> **Text excerpt**:
## begin
I wrapped them up in red bandages, the sweet stink of use rising from them. Krav requires that you always keep your hands near your face; the smell is like nothing I can describe: rotting lettuce soaked in sweat? Rancid sweet butter? I began warmups with the group, all male today except for me. I felt the warmups, and the drills, getting easier with time and increased fitness. It's a thrill to feel my body respond.

We partnered up and practiced front kick to the groin, then a combination: front kick, straight punch, elbow, knee.

Holding the pad to my body I took the knees from a man about my size. He grabbed me by one shoulder and one trapezius muscle, yanking me down hard to knee me in the stomach. I'm a little taller than he is, and have the advantage of leverage. Bending me over that far is tricky for him, but the knees hit their target, and even with the pads, I felt it penetrate my gut.

The first night I tried this, I felt exhilarated afterwards, powerful and free, pumped with endorphins. I felt like nobody better mess with me. I felt like whatever else happened, if it came to it I could lay the smackdown.
## end
> **Entries**:
## begin
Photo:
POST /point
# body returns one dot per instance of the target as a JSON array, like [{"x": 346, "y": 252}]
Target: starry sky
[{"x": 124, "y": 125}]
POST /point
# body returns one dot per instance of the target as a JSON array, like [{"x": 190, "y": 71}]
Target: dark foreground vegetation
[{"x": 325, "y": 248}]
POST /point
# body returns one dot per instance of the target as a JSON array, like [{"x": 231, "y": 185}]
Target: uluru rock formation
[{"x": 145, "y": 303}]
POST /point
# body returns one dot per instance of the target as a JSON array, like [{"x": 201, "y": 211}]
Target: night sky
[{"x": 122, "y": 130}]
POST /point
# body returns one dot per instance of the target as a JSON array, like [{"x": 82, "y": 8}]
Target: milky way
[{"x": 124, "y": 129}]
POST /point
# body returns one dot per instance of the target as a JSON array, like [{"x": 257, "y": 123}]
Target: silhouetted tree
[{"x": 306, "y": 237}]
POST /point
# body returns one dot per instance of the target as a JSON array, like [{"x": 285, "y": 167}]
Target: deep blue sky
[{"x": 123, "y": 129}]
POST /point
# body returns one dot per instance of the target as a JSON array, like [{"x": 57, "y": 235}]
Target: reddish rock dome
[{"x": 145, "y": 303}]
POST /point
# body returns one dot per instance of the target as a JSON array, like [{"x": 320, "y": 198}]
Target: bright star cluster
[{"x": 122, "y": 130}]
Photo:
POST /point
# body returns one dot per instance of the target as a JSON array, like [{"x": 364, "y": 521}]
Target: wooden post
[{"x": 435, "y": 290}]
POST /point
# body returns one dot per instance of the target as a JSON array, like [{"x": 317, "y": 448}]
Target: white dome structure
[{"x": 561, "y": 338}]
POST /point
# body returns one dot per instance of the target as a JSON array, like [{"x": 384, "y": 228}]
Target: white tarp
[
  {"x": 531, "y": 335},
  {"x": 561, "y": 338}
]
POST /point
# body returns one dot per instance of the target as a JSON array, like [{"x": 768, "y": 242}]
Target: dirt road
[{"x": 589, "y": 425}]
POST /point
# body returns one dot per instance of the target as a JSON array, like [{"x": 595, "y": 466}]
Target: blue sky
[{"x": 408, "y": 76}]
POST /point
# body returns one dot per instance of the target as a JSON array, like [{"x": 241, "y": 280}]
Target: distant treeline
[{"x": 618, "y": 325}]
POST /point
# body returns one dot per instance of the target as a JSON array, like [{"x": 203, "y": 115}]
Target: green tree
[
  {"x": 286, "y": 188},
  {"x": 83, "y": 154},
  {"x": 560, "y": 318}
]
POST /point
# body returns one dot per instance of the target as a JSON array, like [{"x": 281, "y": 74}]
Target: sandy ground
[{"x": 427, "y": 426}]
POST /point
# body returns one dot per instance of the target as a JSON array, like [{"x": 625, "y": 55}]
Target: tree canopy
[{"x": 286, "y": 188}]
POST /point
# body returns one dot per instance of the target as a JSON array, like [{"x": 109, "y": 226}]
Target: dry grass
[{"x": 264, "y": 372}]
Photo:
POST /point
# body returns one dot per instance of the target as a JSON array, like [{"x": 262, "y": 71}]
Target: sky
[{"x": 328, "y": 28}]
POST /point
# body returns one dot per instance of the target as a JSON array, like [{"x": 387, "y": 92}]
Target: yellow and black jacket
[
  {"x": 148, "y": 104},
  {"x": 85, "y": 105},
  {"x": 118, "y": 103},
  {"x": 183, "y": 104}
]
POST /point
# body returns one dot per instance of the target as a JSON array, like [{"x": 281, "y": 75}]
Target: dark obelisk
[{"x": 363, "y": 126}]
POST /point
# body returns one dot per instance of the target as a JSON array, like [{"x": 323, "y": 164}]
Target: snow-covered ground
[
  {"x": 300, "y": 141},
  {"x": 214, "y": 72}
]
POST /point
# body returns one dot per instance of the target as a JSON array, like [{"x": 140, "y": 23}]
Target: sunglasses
## end
> **What you need to do**:
(1) Decide whether each statement below agrees with the Krav Maga passage. For each, answer yes or no and quote the words from the passage that decide it.
(a) Apart from the narrator, everyone in the group that day was male.
(b) The narrator is shorter than the partner who delivered the knees.
(c) The warmups and drills have been getting harder over time.
(2) In the Krav Maga passage, what combination did the partners practice after the front kick to the groin?
(3) Continue the Krav Maga passage from its final sentence.

> **The replies**:
(1)
(a) Yes: "all male today except for me"
(b) No: "I'm a little taller than he is"
(c) No: "getting easier with time and increased fitness"

(2) Front kick, straight punch, elbow, knee.

(3)
In this class, for some reason, somewhere in the middle of drills I felt on the edge of tears. It felt as if the knees in the stomach had hit some emotional centers, opening me up in ways I didn't want to be in this circumstance. All at once I didn't want to hit as hard, didn't want to continue the drills, didn't feel the thrill that I usually get, and in fact, felt that doing so and feeling so was somehow wrong.

I kept on, resisting my impulse to step outside the class for a few minutes and either calm down or give vent to my feelings. As I continued, the feeling faded somewhat, but thoughts raced in my head until the end of class.

In this class I feel rage. I feel power. I feel power directed at me, and I take it. And over and over again, I think about what I would do if someone attacked me this way, that way, another way. How do I throw someone off-balance so that I can control their movement? How do I get out of a choke hold? What do I do if someone comes at me with a knife?

How do I stop this person as quickly as possible? How do I hurt them? How do I kill them if I have to?

I had a conversation with [livejournal.com profile] pir back in December about Krav versus Aikido, which he takes. He's a big man, for those of you who don't know him: about six foot four and fairly solid muscle. I told him that I liked Krav because it made me feel that I could defend myself, that if someone attacked me I could actually hurt them and stop them. He told me that he hardly remembered a time in his life when he couldn't hurt, or even kill, someone. He takes Aikido because it teaches him how to stop somebody from hurting you while doing minimal damage to them. I take Krav because I need to learn the power in my hands first.

But I'm passing through a critical point.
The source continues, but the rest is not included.